**Objetivo 1:** Reescribe los registros desde el principio hasta la línea que contiene "498), (300, 582)]", incluida, poniendo "out-of-focus background" en lugar de "blurred background" y sin tocar nada más.

**Fragmento del documento:**
- - -

Eso dice el autor del prólogo, y no se puede discutir, pero en ningún momento se decide a nombrar el género al que pertenece. A juzgar por el contenido del prólogo, se diría que es un ensayo histórico (de historia casi presente) narrado con recursos de novela. Pero si La defensa de Madrid fuese solo un reportaje, habría que ponderarlo, literariamente, con respecto a libros como el Diario de la guerra de España, de Mijaíl Koltsov, reeditado en España en 2009, una obra maestra de la prosa bélica (e ideológica). Qué bien harían nuestros muchos novelistas de la guerra en leerse este largo libro de un tirón, a ver si se les pegaba el estilo lírico y metálico, frío y potente del gran Koltsov.
La prosa de Chavez está a la altura, ya lo creo. Su perfección es por momentos deslumbrante, pero no atosiga ni empalaga ni reitera, y lo distancia de la obra de Koltsov, ese gran reportaje, el hecho de que Chaves sí usa proporciones literarias. El libro de Koltsov dura lo que duró su aventura, pero el de Chaves respeta las proporciones y las necesidades argumentales y estilísticas de un género muy concreto: el episodio nacional. Ambos libros, uno en México y otro en Rusia, fueron publicados por entregas, en un periódico, para que lo leyera la gente mientras tomaba un café. Si solo hubiese querido informar, Chaves se habría contentado con la versión abridged de su obra que apareció en Inglaterra, y de la que tenemos en esta edición un capítulo, el décimo, buen ejemplo de la diferencia entre un buen reportaje y un buen relato si lo comparamos con el resto.
Soy, ocioso es decirlo, un apasionado de la escritura por entregas, de la literatura inmediata y sometida a un público no especialista pero igual de exigente. Y el máximo elogio que le puedo dedicar a Chaves es que La defensa de Madrid me parece, por encima de todo, un extraordinario folletín. Puesto que el héroe es un general, los capítulos se disponen según el viejo diseño cómico (viejo de hace 2.500 años) del problema que asalta a la comunidad y el héroe que se ve obligado a resolverlo. Cada capítulo funciona con este planteamiento. Unas veces son los fascistas que amenazan con entrar o con masacrar a los civiles desde el cielo; otras, un incidente entre comunistas y anarquistas que está a punto de desatar otra guerra civil más. Cada nuevo problema es un aspecto más del conflicto descrito en circunstancias muy concretas, en un presente modernísimo con el que creo que se debe escribir este tipo de historias, y todos colaboran en un clímax de impresionante altura, el espectacular, impresionante capítulo VIII, que luego el autor se esfuerza en mantener igual que se mantiene la batalla, pero que ya no supera. Y no lo digo como defecto: todas las montañas tienen una cima, porque una montaña en la que todo es cima no es una montaña sino una llanura elevada. Pero ese clímax, aquí, no llega cuando le corresponde a la novela sino, más bien, cuando le toca a la historia. Servidumbres de la verdad. Es el momento de la exaltación del héroe, capaz de abandonar el resguardo del Estado Mayor y acudir a pecho descubierto hasta el mismo frente y arengar a sus tropas como nos cuenta Tito Livio que arengaban los viejos generales romanos:
“Por los parapetos y las líneas de trincheras que estaban a punto de ser abandonados corre la noticia de que el general Miaja está allí, en la línea de fuego. Aquellas masas de hombres desmoralizados por la superioridad del enemigo sienten sobre ellas lo que hasta entonces no habían sentido, la sombra, a la vez amenazadora y tutelar, del Mando. El mito del general Miaja que está allí, pistola en mano, llevando a los hombres al combate y a la victoria actúa decisivamente sobre la moral de los milicianos como si fuese posible que detrás de cada uno de ellos estuviese el general en persona sosteniéndole en la trinchera, animándole y exigiéndole imperiosamente el cumplimiento de su deber”.

- - -

**Objetivo 2:** Según el fragmento sobre La defensa de Madrid, ¿en qué año se volvió a publicar en España el Diario de la guerra de España de Mijaíl Koltsov?

- - -

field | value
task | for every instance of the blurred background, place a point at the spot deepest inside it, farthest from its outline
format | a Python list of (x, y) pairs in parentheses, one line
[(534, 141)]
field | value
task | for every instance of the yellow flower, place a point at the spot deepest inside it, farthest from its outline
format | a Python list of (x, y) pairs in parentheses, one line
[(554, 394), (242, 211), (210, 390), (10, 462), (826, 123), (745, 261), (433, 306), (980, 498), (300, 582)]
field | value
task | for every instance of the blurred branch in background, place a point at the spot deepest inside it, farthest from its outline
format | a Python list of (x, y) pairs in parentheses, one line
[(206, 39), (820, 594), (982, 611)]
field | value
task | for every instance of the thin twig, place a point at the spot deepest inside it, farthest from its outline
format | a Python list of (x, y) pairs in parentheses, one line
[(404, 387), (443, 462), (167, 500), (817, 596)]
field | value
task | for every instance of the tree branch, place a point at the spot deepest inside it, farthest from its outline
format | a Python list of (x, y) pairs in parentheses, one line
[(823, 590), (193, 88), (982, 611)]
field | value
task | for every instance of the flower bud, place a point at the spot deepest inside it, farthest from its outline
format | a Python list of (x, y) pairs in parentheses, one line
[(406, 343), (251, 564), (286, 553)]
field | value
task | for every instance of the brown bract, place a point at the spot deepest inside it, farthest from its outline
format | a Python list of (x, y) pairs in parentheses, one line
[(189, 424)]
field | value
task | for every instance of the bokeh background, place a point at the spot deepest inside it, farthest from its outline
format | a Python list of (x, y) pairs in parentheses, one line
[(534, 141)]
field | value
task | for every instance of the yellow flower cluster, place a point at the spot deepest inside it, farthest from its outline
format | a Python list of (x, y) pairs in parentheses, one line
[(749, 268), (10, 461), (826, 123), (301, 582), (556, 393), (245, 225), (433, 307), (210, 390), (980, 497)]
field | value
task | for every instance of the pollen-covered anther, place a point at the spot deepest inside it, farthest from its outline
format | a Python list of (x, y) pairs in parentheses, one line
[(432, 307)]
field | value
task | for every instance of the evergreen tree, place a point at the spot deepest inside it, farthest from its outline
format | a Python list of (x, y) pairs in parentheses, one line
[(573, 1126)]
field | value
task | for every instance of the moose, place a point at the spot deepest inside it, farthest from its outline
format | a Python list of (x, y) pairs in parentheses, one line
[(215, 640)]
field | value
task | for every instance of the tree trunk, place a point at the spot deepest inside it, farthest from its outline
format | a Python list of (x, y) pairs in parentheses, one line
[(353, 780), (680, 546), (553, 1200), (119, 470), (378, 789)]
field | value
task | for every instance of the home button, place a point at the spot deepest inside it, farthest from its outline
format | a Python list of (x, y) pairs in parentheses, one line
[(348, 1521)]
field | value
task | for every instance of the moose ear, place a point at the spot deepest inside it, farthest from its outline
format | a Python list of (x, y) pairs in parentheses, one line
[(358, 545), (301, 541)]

- - -

**Respuesta 1:**
field | value
task | for every instance of the out-of-focus background, place a point at the spot deepest inside it, farthest from its outline
format | a Python list of (x, y) pairs in parentheses, one line
[(534, 141)]
field | value
task | for every instance of the yellow flower, place a point at the spot deepest inside it, farthest from its outline
format | a Python list of (x, y) pairs in parentheses, one line
[(554, 394), (242, 211), (210, 390), (10, 462), (826, 123), (745, 261), (433, 306), (980, 498), (300, 582)]

**Respuesta 2:** En 2009.